◆ Page:
I start with a quote:

But some of us don't have the luxury of debating Aquinas and Scotus during our spare times. We don't have the luxury or the money to spend on gas while looking for that 'perfect' Mass with Solesmes chant, Gothic chasubles, ruby-encrusted chalices, and clean and polished floors. And while these things are certainly pretty and nice to see, there are far more pertinent things to which we must attend to.

As a student in a cosmopolitan area of a First World country, with no commitments (yet), I can certainly chase the dream Mass. I have been pleasantly amused by people who will defend Vatican II yet run as far as they can from the real liturgical outgrowths of that movement willed by the bishops. After all, what is “active participation” supposed to mean other than what the bishops, the pastors of their flocks, have meant it to mean? What is the use of using the Pauline Missal if you are going to dress it up in as much Counter-Reformation clothing as possible? To use Gregorian chant in a Pauline Mass is to alienate the People of God (none of whom know Latin) who are gathered around the Lord’s table.

So I have no qualms in saying that I am a complete liturgical snob, that I can’t stand worshiping in a Mass with guitars and drum sets, and if I wanted to hear Protestant hymns I would just go to an Anglican service since they sing them way better than we do anyway. I acknowledge that this is very superficial. I even acknowledge that this is pharisaical and almost anti-Christian. I may have my reasons, but none of them are good enough to get on a bus and go to the other side of the city when I have a perfectly good Catholic Church down the street.

◆ Input:
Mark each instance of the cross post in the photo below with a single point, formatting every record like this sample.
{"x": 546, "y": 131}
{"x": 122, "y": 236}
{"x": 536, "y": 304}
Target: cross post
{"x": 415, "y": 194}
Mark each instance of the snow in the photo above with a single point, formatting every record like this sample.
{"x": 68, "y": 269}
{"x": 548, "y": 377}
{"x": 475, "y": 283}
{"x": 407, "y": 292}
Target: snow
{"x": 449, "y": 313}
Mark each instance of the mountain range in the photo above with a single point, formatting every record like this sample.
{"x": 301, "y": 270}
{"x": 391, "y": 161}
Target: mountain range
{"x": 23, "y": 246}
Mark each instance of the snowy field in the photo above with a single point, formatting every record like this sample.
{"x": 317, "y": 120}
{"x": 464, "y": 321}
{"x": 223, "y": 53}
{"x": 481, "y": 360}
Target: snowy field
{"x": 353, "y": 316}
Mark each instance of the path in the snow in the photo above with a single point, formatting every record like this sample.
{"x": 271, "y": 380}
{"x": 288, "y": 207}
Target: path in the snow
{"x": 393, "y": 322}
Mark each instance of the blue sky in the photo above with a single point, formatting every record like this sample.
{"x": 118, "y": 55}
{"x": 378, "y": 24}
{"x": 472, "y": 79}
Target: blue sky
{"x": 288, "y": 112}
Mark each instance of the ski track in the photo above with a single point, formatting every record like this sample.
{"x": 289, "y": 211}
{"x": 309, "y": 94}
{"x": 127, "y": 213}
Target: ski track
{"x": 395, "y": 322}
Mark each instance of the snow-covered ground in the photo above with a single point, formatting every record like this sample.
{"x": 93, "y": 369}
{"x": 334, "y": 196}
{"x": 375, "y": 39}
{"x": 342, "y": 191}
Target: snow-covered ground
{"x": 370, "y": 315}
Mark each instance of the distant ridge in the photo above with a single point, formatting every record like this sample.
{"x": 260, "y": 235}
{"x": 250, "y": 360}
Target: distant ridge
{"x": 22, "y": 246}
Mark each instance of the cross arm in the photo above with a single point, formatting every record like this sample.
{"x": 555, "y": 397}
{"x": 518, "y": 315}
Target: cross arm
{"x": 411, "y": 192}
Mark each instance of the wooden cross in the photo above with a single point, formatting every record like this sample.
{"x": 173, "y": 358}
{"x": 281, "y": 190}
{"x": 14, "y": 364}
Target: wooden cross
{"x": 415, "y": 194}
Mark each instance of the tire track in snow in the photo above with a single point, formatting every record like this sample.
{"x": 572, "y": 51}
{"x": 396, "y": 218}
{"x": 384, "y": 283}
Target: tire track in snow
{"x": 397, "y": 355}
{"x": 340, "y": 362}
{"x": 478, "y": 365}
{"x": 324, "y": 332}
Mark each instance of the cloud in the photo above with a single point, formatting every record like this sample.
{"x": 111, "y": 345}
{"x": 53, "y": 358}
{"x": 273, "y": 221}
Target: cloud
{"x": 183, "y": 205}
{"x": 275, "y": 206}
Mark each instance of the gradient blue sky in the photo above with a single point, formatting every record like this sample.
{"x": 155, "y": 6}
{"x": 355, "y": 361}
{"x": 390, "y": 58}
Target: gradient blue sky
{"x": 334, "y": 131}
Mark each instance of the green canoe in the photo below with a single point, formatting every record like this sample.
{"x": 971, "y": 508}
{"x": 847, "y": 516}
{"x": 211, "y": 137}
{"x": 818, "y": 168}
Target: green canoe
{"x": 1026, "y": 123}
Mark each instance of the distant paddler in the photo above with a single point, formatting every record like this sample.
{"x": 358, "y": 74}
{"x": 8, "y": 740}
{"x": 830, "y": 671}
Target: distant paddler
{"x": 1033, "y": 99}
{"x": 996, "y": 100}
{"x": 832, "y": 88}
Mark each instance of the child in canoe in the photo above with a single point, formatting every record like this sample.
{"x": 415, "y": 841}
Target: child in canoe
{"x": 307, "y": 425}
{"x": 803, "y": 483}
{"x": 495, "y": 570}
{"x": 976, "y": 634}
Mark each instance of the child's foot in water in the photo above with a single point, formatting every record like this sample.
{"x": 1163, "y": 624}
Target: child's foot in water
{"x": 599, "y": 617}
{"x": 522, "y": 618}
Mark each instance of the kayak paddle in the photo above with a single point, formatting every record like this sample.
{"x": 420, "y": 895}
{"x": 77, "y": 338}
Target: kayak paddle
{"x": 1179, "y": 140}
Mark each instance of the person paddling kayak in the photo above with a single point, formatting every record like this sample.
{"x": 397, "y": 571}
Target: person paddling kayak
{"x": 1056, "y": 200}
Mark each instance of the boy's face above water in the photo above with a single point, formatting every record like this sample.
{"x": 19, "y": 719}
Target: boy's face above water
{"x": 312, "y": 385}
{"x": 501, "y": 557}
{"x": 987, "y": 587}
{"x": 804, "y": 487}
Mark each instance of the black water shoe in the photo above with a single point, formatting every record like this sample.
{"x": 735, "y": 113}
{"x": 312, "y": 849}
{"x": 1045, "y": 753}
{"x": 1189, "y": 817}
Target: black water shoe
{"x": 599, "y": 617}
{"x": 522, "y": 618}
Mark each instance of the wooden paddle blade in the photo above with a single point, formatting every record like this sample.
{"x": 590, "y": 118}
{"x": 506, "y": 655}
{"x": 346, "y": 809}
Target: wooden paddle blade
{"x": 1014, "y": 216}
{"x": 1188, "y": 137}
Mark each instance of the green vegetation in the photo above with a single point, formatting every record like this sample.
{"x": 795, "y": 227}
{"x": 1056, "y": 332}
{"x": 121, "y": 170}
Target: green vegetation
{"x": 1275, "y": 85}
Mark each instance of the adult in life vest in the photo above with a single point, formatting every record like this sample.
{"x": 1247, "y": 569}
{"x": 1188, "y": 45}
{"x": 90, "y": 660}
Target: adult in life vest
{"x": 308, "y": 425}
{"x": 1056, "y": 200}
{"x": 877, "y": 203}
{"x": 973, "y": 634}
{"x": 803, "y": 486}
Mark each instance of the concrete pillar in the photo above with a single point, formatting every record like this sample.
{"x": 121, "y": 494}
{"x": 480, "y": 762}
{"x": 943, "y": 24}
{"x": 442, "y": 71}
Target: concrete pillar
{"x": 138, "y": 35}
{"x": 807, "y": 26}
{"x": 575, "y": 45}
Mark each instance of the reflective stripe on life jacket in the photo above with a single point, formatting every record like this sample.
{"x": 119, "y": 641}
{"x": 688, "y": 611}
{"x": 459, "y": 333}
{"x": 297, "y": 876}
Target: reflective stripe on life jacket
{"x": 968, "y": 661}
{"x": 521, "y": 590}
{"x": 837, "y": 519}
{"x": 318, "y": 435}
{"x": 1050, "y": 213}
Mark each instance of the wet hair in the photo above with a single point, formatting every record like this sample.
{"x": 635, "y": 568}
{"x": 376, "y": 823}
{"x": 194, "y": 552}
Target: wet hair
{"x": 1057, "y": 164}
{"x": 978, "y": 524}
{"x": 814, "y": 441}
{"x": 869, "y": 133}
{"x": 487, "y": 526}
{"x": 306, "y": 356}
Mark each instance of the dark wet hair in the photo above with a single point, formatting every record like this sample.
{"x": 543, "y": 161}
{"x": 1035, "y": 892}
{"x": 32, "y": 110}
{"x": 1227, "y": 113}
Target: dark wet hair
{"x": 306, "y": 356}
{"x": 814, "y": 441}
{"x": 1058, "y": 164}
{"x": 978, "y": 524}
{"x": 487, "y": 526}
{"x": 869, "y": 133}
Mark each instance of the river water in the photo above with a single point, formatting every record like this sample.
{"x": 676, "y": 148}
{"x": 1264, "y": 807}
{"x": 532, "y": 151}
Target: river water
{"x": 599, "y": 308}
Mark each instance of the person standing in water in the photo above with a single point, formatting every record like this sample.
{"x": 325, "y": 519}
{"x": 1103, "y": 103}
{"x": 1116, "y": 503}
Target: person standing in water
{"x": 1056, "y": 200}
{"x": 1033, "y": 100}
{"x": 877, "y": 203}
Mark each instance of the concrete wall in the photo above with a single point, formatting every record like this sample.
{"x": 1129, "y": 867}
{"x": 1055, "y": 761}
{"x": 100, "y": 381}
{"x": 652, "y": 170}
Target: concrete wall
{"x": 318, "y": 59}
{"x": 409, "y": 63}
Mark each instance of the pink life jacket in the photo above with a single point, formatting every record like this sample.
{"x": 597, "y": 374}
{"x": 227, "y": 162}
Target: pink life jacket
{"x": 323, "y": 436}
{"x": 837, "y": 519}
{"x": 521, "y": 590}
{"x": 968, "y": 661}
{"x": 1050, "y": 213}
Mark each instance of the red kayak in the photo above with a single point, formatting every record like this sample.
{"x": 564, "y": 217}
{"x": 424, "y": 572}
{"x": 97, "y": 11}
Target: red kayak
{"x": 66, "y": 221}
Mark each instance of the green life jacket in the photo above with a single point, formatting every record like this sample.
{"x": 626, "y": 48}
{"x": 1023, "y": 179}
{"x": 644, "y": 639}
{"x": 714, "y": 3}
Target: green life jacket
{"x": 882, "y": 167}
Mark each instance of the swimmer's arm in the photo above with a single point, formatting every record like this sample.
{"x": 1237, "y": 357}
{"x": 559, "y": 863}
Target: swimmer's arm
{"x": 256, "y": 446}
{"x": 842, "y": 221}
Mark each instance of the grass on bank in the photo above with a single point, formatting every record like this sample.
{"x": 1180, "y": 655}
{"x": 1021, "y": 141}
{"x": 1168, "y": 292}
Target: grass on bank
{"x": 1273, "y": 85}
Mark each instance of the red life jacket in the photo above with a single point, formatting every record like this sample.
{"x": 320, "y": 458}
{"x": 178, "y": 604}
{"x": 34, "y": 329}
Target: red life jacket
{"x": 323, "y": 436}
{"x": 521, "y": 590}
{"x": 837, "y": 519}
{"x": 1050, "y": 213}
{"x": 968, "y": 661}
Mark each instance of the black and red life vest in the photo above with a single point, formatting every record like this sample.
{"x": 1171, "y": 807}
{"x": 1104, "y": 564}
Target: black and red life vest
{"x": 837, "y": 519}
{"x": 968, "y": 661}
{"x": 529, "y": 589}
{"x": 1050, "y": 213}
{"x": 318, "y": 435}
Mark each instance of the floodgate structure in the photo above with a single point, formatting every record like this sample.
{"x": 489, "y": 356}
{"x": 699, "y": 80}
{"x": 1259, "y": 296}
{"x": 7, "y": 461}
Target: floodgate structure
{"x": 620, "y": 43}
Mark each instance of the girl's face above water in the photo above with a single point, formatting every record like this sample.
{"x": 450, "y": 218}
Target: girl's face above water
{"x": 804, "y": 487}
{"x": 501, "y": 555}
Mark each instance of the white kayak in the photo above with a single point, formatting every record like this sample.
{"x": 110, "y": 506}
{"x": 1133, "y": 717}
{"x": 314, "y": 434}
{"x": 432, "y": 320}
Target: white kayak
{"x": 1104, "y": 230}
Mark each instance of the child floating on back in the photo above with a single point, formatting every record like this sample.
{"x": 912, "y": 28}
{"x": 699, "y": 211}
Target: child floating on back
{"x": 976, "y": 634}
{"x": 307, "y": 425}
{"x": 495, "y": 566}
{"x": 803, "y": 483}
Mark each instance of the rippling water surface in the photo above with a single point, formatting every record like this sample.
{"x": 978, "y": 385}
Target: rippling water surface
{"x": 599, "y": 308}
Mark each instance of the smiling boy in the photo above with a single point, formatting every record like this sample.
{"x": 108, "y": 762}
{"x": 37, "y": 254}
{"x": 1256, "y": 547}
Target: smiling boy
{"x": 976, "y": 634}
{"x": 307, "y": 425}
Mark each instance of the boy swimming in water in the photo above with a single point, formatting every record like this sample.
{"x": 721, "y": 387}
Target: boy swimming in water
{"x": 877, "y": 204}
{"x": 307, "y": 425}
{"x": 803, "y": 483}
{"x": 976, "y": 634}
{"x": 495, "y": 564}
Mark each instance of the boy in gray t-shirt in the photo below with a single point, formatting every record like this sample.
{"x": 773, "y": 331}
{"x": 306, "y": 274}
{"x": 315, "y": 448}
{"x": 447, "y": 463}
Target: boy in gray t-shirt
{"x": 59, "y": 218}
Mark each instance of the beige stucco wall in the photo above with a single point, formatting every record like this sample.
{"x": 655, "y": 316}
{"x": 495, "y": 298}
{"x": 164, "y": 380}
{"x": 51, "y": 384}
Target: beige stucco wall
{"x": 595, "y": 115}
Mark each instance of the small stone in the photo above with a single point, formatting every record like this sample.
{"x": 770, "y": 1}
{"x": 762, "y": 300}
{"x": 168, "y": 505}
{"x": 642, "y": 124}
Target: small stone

◆ Exercise tasks:
[A] Answer each question from the text on liturgical preferences.
(i) What does the writer say some people lack the money to spend on while looking for the "perfect" Mass?
(ii) How many of the People of God gathered around the Lord's table know Latin, according to the writer?
(iii) What kind of service does the writer name as the place to go to hear Protestant hymns?
[B] Identify every line in the listing that contains the string "white", treating uppercase and lowercase as different.

◆ Answers to the tasks:
[A]
(i) Gas.
(ii) None of them.
(iii) An Anglican service.

[B]
Mark each instance of the white kayak in the photo above with a single point, formatting every record like this sample.
Target: white kayak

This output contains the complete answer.